### [AIM OF THE TASK]
Only the lines from the one with "sky with one point per instance." onward are wanted, through the last line of the entries, set down exactly.

## begin INFORMATION SUPPLIED

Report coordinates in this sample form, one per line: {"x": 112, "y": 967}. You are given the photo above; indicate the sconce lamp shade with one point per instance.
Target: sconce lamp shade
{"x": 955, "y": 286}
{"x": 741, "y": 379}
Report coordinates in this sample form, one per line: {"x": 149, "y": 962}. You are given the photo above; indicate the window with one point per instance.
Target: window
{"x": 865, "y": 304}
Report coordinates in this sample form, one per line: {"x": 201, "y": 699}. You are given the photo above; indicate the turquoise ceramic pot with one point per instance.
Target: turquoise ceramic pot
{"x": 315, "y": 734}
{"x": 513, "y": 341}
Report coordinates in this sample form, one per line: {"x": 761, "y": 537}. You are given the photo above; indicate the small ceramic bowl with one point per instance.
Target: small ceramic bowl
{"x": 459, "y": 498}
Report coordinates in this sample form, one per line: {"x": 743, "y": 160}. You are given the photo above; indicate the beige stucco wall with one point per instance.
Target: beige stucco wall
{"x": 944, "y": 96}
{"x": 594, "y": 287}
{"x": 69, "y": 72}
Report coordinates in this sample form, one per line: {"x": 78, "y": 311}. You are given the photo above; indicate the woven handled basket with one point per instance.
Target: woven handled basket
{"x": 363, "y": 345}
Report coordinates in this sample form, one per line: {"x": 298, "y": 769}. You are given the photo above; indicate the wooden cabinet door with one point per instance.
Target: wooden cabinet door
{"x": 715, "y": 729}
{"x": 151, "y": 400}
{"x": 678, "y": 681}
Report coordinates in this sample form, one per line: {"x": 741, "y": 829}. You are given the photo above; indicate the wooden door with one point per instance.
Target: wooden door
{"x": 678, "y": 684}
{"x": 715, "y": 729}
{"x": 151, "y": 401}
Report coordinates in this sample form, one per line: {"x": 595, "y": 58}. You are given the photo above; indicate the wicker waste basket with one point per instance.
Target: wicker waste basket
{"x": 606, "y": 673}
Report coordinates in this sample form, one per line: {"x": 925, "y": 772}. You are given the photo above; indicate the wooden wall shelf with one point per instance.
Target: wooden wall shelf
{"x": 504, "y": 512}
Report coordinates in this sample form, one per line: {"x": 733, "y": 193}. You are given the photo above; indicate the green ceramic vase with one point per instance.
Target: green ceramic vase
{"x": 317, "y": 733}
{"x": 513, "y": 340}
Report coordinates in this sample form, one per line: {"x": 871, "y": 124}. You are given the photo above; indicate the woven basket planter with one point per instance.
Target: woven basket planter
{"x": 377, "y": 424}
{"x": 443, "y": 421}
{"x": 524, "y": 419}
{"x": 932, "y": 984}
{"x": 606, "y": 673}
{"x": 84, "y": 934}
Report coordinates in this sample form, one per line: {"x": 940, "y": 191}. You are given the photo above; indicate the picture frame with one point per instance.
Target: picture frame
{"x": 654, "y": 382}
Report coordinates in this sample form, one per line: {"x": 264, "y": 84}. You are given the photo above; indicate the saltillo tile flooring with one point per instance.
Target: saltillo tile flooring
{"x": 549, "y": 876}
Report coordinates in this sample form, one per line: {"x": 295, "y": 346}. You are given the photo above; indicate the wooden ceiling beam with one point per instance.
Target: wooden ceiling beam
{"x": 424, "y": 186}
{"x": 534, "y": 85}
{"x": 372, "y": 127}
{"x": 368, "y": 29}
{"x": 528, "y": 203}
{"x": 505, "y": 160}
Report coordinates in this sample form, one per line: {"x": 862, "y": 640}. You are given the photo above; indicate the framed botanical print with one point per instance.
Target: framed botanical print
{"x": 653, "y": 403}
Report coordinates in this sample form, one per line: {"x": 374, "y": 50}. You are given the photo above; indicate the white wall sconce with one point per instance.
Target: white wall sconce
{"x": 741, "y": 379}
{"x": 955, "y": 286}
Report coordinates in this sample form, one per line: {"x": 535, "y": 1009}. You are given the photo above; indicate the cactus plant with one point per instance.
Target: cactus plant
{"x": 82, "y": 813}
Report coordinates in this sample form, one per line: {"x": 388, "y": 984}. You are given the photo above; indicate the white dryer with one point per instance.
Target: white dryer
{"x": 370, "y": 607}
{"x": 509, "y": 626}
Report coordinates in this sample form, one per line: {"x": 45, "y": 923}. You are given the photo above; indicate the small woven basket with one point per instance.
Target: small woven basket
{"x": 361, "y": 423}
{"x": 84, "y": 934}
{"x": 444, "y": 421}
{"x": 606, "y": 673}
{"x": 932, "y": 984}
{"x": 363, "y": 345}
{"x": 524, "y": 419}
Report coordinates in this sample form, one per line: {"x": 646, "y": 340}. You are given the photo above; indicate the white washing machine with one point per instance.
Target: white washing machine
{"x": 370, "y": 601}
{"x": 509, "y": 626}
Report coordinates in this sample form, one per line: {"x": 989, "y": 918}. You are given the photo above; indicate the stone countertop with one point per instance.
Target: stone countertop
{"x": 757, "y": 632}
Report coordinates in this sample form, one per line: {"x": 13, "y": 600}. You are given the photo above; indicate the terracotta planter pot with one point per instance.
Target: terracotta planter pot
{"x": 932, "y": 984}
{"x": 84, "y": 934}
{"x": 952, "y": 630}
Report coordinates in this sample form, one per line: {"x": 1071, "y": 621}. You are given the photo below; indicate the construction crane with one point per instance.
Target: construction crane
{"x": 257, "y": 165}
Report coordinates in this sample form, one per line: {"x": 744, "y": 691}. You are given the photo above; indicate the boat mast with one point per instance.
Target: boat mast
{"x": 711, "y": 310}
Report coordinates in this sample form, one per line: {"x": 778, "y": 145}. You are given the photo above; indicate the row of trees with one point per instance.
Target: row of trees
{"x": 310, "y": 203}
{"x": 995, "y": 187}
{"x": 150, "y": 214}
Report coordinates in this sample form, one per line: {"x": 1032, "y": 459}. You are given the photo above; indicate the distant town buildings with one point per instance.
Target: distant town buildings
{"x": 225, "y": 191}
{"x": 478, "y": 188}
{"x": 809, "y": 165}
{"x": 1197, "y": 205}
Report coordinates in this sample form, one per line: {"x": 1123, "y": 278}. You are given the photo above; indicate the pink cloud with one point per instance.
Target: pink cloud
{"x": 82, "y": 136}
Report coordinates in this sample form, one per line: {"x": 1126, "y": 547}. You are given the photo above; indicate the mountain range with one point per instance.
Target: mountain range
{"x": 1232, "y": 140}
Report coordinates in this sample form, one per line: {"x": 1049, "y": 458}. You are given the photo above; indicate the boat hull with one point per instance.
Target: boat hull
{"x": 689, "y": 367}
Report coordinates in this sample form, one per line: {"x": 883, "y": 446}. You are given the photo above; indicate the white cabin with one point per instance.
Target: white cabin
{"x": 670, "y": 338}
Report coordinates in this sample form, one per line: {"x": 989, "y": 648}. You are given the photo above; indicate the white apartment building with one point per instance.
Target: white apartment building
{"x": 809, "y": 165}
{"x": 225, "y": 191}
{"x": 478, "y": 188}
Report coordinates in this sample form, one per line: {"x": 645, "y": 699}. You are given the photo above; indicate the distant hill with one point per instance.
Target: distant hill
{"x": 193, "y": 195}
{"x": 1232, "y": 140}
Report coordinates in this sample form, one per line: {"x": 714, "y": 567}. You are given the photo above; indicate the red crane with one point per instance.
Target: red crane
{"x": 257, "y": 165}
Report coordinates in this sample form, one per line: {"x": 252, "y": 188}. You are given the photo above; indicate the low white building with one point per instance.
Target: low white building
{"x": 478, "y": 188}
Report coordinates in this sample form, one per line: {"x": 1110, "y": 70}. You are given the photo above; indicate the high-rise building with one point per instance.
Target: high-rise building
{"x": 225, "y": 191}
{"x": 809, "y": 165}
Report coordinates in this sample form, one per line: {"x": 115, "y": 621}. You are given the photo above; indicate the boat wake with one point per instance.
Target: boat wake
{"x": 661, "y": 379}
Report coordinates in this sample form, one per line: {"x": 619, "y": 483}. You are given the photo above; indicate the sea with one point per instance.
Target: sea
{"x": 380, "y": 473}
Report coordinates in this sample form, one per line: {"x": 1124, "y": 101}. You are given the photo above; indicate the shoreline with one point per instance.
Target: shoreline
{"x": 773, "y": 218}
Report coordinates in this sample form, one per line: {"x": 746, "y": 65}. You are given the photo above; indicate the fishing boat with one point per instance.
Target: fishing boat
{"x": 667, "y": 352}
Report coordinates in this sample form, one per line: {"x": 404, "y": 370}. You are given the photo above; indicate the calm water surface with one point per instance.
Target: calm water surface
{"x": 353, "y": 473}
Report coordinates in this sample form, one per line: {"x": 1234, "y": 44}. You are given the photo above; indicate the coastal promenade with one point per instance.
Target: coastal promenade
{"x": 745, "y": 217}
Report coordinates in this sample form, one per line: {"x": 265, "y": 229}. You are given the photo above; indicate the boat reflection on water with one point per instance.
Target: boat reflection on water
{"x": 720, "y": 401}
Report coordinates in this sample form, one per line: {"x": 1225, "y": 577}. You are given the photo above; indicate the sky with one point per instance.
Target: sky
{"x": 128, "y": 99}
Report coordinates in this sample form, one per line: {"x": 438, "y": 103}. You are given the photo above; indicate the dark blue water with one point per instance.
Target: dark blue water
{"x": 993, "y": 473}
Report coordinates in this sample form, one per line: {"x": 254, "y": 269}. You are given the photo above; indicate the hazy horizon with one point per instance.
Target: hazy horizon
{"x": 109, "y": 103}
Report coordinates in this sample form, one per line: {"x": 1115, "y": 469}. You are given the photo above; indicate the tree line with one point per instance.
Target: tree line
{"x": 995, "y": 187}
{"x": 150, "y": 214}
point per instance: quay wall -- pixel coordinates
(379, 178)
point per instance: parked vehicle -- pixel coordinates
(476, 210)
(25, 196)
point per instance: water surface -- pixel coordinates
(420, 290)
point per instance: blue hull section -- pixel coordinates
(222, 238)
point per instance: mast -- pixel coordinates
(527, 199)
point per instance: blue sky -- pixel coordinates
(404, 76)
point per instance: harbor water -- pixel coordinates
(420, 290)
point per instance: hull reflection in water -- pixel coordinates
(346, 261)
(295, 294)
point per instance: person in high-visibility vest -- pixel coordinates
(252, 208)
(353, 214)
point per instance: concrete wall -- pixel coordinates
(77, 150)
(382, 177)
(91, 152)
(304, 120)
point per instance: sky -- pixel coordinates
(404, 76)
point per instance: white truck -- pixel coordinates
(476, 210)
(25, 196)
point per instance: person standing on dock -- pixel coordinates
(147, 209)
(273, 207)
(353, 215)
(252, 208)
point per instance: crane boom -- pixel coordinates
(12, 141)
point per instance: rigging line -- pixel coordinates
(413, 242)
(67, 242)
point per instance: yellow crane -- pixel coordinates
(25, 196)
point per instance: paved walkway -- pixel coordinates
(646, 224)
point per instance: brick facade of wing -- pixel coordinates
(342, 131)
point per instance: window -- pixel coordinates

## end INFORMATION SUPPLIED

### [THE SOLUTION]
Report coordinates in this sample form, one per line: {"x": 1225, "y": 577}. You are given the photo above; indicate the sky with one point per instance.
Target: sky
{"x": 128, "y": 99}
Report coordinates in this sample form, one per line: {"x": 438, "y": 103}. You are given the photo above; indicate the dark blue water with one point per instance.
Target: dark blue water
{"x": 993, "y": 473}
Report coordinates in this sample form, one per line: {"x": 254, "y": 269}. You are given the photo above; indicate the hazy horizon with one point per instance.
Target: hazy horizon
{"x": 109, "y": 103}
Report coordinates in this sample form, one per line: {"x": 1115, "y": 469}. You are given the photo above; indicate the tree line with one point per instance.
Target: tree line
{"x": 995, "y": 187}
{"x": 150, "y": 214}
point per instance: quay wall -- pixel coordinates
(379, 178)
point per instance: parked vehicle -- pixel coordinates
(476, 210)
(25, 196)
point per instance: water surface -- pixel coordinates
(420, 290)
point per instance: blue hull section -- pixel coordinates
(222, 238)
point per instance: mast -- pixel coordinates
(527, 199)
point per instance: blue sky -- pixel coordinates
(404, 76)
point per instance: harbor water -- pixel coordinates
(420, 290)
point per instance: hull reflection in water -- pixel coordinates
(346, 261)
(295, 294)
point per instance: person in high-visibility vest -- pixel coordinates
(252, 208)
(353, 214)
point per instance: concrete wall -- pixel coordinates
(77, 150)
(382, 177)
(91, 152)
(304, 120)
point per instance: sky -- pixel coordinates
(404, 76)
point per instance: white truck -- pixel coordinates
(476, 210)
(25, 196)
point per instance: person standing on dock -- pixel coordinates
(147, 209)
(273, 207)
(353, 215)
(252, 208)
point per instance: crane boom -- pixel coordinates
(12, 141)
point per instance: rigging line -- pixel coordinates
(413, 242)
(67, 242)
point per instance: yellow crane -- pixel coordinates
(25, 196)
point per instance: paved walkway -- pixel coordinates
(646, 224)
point per instance: brick facade of wing -- pixel coordinates
(342, 131)
point per instance: window -- pixel coordinates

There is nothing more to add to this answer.